*Passage shown:*

☆ ☆ ☆ ☆

Review

  • Warning: Spoilers
    Ben Kingsley plays a drunk hit man. Worst of all his drunkenness accounts for a hit going awry - he sleeps through it, stoned - so he's shipped off to San Francisco to get dry. There he comes under the tutelage of Bill Pullman who puts him into AA and a job as an undertaker's assistant ("right up your alley"). Initially refusing to be directed he succumbs when he's made an offer he can't refuse. Do it or you know what! Not that Pullman can pull that off. He's a frumpy mess of a guy, connected to the mob, and with as much testosterone as a gelding.

    Tea Leoni shows up while he's doing the make up on a corpse, her much despised step father, with some bowling shoes to deck him up in. They turn out to be too small (she'd stolen them from a bowling alley), and Kingsley offers to "break some toes" to make them fit. A relationship has sown it's first seeds. Kingsley's straight on demeanor interests Leoni, who's burnt out on men, wary and cold. What she has going for her though is humor laced with acid. Reluctantly she allows Kingsley to maneuver her into seeing him, and she edges into the relationship.

☆ ☆ ☆ ☆

*Things to do:*
a) List every actor named in the review.
b) Please reproduce the review's wording from "Tea Leoni shows" up to and including "into the relationship.".

☆ ☆ ☆ ☆

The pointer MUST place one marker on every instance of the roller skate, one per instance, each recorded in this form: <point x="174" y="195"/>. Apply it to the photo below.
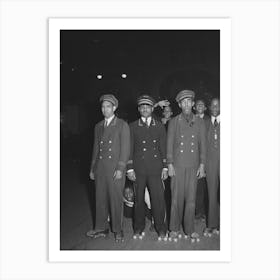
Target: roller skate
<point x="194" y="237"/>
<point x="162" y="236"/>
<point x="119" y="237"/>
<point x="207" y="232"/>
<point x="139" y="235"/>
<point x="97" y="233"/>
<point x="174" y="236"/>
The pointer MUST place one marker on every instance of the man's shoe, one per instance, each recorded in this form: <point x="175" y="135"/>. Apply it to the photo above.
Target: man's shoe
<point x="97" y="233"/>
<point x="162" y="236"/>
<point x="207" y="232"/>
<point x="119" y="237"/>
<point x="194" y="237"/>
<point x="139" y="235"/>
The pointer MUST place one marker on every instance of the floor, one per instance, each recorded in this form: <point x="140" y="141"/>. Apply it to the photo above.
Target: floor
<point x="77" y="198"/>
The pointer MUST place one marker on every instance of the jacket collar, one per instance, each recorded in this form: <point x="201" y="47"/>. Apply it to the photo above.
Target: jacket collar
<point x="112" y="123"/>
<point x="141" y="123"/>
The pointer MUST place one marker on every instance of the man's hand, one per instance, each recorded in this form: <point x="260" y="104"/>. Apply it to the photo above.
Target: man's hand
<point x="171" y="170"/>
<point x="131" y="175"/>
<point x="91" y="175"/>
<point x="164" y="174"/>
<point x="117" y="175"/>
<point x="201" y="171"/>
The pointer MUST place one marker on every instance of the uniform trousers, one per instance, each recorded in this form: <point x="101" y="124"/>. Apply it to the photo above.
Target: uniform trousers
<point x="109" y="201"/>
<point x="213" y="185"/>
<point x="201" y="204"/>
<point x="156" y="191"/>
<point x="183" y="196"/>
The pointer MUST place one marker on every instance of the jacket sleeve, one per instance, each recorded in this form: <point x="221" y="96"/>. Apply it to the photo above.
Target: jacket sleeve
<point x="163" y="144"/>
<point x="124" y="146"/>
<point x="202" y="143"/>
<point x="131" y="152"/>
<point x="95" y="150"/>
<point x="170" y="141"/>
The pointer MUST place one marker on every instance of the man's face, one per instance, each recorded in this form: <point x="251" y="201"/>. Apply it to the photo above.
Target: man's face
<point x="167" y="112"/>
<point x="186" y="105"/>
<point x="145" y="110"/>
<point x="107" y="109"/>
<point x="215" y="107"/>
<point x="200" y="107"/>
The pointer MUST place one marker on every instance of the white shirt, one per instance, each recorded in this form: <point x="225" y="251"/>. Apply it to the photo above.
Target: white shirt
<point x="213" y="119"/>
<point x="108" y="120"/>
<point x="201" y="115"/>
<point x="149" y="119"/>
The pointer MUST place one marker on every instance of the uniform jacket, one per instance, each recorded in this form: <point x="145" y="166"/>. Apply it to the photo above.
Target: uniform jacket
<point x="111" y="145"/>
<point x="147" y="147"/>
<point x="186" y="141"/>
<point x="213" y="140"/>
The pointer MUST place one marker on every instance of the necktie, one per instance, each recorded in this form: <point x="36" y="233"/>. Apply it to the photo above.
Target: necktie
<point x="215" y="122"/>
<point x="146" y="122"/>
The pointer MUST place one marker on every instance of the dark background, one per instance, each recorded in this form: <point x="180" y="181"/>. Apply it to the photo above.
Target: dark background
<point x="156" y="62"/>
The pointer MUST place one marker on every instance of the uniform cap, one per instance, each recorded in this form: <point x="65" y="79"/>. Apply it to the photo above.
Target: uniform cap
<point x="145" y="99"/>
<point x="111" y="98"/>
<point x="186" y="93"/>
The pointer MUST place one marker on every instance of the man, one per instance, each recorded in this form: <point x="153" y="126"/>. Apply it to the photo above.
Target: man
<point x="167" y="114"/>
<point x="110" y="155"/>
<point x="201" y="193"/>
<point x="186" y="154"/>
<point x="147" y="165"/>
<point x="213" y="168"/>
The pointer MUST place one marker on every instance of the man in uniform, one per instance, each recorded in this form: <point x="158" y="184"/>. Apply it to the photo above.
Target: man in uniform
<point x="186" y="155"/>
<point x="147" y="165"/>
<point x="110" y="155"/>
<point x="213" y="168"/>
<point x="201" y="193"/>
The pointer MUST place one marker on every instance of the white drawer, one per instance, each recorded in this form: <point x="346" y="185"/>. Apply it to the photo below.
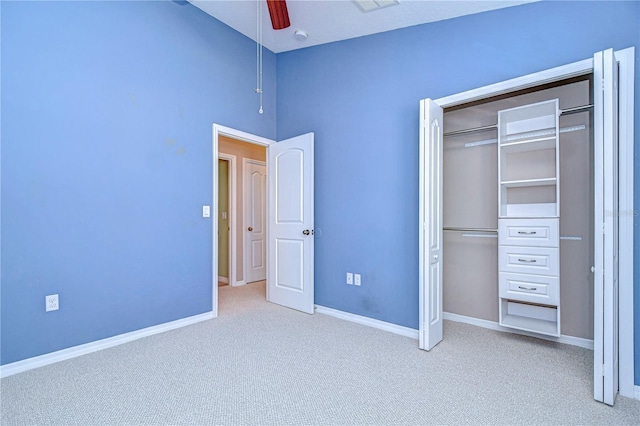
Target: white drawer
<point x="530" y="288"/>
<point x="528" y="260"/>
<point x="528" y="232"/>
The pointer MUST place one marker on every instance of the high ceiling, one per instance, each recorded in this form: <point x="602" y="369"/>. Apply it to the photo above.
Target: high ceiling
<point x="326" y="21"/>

☆ ☆ ☆ ☆

*Replies:*
a) Ben Kingsley, Bill Pullman, Tea Leoni

b)
Tea Leoni shows up while he's doing the make up on a corpse, her much despised step father, with some bowling shoes to deck him up in. They turn out to be too small (she'd stolen them from a bowling alley), and Kingsley offers to "break some toes" to make them fit. A relationship has sown it's first seeds. Kingsley's straight on demeanor interests Leoni, who's burnt out on men, wary and cold. What she has going for her though is humor laced with acid. Reluctantly she allows Kingsley to maneuver her into seeing him, and she edges into the relationship.